Text:
_ _ _ _ _ _ _
Art Volkerts, former Press Democrat editor, dies at 96
Art Volkerts, the retired Press Democrat editor who grew up in Sonoma County, knew it like his backyard and through his newspaper editorials won some decisive battles over the county’s development, died Saturday on the family ranch where he was born.
Volkerts, a generally soft-spoken and knowledgeable man who for decades recharged himself by fishing the Russian River and other North Coast waterways he came to value and understand like few others, was 96.
He had lost his eyesight but, with some assistance, was enjoying a quiet life on his family ranch in the Hessel district with his wife of 78 years, Tess. He woke and dressed Saturday morning and then collapsed as he walked to the breakfast table.
As a young man, Volkerts turned to journalism largely out of necessity after a long bout of tuberculosis during World War II precluded him from continuing with more physically demanding work such as agriculture or construction.
The ex-MVP football player with Sebastopol’s Analy High School, Class of 1938, pursued journalism as a sports reporter with the weekly Sebastopol Times. Switching to the daily Press Democrat in 1948 as a reporter, he quickly ascended the ranks, becoming the newspaper’s managing editor in 1955. He took over as editor in 1972 and was an editorial-page voice through the decades that Sonoma County residents witnessed rapid post-war growth and knocked heads over how much was enough.
“For three decades, when people thought of The Press Democrat, they thought of Art Volkerts,” said Press Democrat columnist and Sonoma County historian Gaye LeBaron. “He was a community editor at a time when this was a more cohesive community.”
One of Volkerts’ greatest victories was his advocacy of the construction of the Warm Springs Dam in Dry Creek Valley in the 1970s and ’80s.
“It wasn’t an easy thing,” he told LeBaron in a 1998 interview. “I really think that the project has, especially during the drought years, proved itself. It’s not only the water, it’s the recreation.”
Said retired Press Democrat reporter and editorial director Pete Golis, “Art championed the dam at a time when voters were closely divided on the issue. He was just convinced that it was the right thing to do for Sonoma County. After years of drought, who now thinks we would be better off without the water from Lake Sonoma? No one that I know.”
_ _ _ _ _ _ _
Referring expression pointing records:
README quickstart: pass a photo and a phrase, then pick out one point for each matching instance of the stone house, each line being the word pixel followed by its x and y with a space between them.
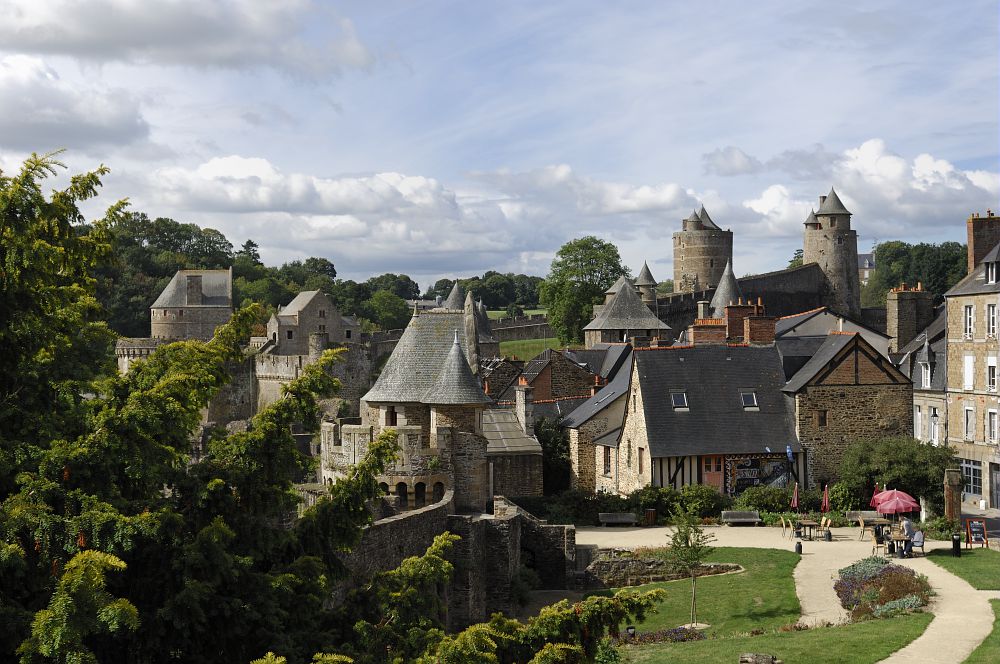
pixel 193 304
pixel 735 405
pixel 309 312
pixel 971 367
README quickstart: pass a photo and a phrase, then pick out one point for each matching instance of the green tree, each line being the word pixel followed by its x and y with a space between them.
pixel 902 463
pixel 689 546
pixel 582 270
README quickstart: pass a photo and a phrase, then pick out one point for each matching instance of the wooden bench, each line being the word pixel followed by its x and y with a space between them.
pixel 617 518
pixel 732 517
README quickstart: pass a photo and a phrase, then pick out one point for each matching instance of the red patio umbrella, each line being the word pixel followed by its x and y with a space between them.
pixel 897 503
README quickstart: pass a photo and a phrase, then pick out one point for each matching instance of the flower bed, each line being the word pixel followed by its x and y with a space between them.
pixel 875 588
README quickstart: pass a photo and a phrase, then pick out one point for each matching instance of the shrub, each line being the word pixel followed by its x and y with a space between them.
pixel 703 500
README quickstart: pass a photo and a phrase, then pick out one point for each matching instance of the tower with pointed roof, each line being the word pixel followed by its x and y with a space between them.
pixel 830 242
pixel 701 251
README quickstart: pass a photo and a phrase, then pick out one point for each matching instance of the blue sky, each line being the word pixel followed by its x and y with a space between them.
pixel 446 139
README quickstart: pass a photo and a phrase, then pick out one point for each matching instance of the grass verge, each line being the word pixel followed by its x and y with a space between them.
pixel 980 567
pixel 762 597
pixel 988 651
pixel 527 348
pixel 859 643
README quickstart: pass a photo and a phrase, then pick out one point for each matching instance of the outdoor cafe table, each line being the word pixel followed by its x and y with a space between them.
pixel 809 525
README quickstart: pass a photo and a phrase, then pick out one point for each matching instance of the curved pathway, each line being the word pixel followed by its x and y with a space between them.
pixel 962 614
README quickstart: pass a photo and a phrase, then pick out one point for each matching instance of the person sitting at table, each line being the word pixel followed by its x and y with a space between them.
pixel 908 532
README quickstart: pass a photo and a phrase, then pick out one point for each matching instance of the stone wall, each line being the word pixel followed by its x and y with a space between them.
pixel 853 412
pixel 516 474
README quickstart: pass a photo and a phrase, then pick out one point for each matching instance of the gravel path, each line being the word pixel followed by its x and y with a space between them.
pixel 962 614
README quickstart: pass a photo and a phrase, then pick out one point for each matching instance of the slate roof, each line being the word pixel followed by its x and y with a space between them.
pixel 832 205
pixel 645 277
pixel 716 421
pixel 974 284
pixel 706 220
pixel 419 357
pixel 608 394
pixel 455 384
pixel 626 311
pixel 504 434
pixel 216 288
pixel 456 298
pixel 727 291
pixel 832 344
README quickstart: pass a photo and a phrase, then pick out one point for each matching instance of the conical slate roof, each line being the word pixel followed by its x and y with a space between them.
pixel 645 277
pixel 705 219
pixel 456 299
pixel 832 205
pixel 455 384
pixel 727 291
pixel 617 286
pixel 626 311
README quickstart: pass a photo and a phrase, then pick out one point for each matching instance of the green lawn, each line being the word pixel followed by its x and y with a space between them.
pixel 979 566
pixel 500 313
pixel 528 348
pixel 762 597
pixel 859 643
pixel 988 651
_ _ _ _ _ _ _
What is needed:
Copy out everything in the Art Volkerts article from "Art Volkerts, former" down to "the breakfast table.", changing "ranch" to "farm" wherever it appears.

Your response:
Art Volkerts, former Press Democrat editor, dies at 96
Art Volkerts, the retired Press Democrat editor who grew up in Sonoma County, knew it like his backyard and through his newspaper editorials won some decisive battles over the county’s development, died Saturday on the family farm where he was born.
Volkerts, a generally soft-spoken and knowledgeable man who for decades recharged himself by fishing the Russian River and other North Coast waterways he came to value and understand like few others, was 96.
He had lost his eyesight but, with some assistance, was enjoying a quiet life on his family farm in the Hessel district with his wife of 78 years, Tess. He woke and dressed Saturday morning and then collapsed as he walked to the breakfast table.